What is being asked: Select each line of the entries below that contains the word "slope", and copy those lines out. Case counts.

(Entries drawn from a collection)
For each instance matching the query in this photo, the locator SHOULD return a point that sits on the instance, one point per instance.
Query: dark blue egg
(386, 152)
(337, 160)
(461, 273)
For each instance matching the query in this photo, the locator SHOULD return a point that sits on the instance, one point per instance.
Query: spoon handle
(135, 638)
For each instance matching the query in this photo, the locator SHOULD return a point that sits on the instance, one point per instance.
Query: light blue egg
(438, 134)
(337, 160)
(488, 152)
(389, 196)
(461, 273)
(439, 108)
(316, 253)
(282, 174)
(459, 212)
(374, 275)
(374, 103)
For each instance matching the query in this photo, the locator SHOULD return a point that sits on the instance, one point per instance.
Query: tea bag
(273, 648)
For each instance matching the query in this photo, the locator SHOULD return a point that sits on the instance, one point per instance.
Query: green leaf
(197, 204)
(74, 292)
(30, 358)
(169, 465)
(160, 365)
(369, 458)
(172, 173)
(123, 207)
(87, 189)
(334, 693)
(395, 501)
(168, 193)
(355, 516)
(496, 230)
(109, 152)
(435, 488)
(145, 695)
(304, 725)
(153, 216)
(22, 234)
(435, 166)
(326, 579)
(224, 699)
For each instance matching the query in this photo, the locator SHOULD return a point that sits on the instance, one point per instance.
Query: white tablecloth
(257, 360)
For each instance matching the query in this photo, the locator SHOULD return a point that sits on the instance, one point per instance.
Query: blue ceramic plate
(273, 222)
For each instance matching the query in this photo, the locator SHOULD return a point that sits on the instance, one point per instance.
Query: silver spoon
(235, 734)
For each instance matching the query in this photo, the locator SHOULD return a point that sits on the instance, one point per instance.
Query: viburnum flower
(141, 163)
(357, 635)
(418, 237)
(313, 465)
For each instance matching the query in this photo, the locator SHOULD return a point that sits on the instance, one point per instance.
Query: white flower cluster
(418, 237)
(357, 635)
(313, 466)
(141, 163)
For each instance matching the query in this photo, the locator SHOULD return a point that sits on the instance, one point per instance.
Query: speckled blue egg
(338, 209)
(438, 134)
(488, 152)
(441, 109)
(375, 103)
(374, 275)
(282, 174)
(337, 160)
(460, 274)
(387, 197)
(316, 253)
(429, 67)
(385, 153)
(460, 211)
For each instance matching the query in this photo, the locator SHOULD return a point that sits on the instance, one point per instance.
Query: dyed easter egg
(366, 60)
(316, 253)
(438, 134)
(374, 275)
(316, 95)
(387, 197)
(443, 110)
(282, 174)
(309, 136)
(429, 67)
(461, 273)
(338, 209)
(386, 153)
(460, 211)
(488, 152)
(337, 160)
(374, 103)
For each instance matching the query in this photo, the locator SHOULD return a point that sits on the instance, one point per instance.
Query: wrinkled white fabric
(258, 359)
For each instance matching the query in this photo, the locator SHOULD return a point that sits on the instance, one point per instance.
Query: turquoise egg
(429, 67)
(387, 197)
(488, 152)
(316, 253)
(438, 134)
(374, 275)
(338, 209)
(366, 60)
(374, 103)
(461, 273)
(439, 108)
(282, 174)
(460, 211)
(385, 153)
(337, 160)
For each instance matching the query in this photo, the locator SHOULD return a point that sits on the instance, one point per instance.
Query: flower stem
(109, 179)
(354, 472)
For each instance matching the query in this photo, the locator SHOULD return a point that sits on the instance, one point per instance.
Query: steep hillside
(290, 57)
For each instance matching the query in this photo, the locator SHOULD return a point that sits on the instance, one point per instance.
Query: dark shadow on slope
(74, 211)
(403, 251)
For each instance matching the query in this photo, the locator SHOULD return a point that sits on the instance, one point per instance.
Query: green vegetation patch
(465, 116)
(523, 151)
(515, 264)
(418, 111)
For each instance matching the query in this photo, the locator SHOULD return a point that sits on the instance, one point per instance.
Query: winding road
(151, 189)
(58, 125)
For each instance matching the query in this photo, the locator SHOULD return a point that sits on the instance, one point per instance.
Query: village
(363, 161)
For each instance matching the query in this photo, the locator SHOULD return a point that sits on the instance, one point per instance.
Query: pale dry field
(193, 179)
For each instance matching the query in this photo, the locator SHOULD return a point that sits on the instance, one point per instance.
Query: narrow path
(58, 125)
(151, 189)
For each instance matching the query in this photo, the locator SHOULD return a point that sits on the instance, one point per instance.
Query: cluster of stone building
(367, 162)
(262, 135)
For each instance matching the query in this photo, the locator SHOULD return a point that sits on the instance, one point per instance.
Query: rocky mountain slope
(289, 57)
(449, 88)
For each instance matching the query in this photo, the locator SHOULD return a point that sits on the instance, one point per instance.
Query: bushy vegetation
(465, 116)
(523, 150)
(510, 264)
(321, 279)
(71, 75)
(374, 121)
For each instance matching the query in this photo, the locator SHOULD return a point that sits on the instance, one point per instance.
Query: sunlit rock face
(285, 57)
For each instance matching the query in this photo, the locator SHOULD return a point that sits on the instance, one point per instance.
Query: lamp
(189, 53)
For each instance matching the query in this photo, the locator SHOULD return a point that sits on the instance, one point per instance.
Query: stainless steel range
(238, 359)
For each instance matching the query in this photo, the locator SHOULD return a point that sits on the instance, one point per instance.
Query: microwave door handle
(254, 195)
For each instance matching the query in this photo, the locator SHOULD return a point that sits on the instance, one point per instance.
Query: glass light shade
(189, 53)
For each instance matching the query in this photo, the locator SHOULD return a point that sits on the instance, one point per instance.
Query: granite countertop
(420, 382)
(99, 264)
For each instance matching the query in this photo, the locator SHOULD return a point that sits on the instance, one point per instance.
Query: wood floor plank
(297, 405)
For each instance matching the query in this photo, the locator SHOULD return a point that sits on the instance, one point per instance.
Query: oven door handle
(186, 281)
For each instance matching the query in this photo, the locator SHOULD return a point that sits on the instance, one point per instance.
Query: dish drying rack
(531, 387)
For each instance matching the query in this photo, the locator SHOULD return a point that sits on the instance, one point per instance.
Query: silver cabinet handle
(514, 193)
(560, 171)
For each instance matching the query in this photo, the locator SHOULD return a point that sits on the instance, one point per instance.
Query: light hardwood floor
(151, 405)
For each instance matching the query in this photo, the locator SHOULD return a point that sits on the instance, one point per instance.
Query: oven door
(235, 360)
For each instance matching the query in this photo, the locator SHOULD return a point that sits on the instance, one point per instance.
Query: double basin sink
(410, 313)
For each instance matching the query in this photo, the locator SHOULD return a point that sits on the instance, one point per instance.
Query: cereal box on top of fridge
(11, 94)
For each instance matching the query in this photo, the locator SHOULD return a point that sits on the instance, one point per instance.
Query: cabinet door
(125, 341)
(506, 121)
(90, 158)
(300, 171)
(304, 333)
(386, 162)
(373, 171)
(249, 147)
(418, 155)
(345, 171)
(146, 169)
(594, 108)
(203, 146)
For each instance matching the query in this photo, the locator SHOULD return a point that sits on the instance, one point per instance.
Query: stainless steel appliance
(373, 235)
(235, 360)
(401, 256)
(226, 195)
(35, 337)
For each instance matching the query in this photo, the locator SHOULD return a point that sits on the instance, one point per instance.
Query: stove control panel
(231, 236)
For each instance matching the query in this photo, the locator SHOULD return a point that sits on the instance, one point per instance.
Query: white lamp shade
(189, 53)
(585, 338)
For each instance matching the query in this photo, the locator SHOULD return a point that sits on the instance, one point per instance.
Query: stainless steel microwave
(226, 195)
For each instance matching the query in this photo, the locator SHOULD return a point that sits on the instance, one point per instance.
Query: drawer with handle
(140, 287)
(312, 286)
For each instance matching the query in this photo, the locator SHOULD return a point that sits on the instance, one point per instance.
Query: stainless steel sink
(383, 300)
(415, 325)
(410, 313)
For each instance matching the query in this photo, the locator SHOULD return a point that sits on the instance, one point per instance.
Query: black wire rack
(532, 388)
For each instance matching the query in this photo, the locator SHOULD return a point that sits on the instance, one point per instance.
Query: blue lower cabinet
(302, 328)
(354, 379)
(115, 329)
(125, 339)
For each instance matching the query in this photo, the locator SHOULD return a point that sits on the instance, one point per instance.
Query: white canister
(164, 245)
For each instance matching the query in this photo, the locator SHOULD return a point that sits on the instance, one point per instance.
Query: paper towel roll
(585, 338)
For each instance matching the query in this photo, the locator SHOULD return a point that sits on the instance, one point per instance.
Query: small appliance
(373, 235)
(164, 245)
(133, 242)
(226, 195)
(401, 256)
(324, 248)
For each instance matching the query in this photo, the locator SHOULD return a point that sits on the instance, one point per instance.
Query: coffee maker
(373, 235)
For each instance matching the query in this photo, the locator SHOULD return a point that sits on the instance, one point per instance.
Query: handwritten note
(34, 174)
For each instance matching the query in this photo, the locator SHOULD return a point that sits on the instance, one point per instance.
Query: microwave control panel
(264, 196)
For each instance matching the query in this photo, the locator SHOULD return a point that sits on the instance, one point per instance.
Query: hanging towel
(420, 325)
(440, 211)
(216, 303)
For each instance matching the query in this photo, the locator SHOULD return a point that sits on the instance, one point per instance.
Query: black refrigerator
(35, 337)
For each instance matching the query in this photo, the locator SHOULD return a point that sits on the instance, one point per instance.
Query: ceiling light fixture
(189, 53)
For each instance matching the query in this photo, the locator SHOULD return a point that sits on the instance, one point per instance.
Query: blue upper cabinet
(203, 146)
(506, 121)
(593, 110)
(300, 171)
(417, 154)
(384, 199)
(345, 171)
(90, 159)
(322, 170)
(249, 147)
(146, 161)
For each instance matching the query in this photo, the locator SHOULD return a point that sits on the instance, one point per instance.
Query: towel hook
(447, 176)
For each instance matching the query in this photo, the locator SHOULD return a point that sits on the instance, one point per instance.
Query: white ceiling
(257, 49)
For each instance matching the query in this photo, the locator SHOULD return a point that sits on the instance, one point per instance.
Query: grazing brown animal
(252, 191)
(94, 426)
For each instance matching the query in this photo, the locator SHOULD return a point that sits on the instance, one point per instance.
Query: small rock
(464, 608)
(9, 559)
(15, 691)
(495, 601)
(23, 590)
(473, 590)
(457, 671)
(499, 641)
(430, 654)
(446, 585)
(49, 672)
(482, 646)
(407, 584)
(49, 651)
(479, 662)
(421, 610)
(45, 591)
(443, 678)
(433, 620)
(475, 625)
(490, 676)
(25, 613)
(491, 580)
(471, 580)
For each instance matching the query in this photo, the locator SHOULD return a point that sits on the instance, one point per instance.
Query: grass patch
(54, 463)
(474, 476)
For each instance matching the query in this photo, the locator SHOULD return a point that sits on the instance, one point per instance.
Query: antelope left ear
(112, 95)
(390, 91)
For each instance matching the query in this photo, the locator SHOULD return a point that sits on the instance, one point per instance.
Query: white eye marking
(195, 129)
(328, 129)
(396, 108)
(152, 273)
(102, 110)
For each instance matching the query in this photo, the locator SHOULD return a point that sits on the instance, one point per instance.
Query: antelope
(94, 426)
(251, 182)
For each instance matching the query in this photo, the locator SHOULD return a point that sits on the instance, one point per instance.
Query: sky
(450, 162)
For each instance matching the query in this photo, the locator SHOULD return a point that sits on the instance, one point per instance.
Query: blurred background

Task answer:
Query: dark shadow on slope
Query: rocky mountain slope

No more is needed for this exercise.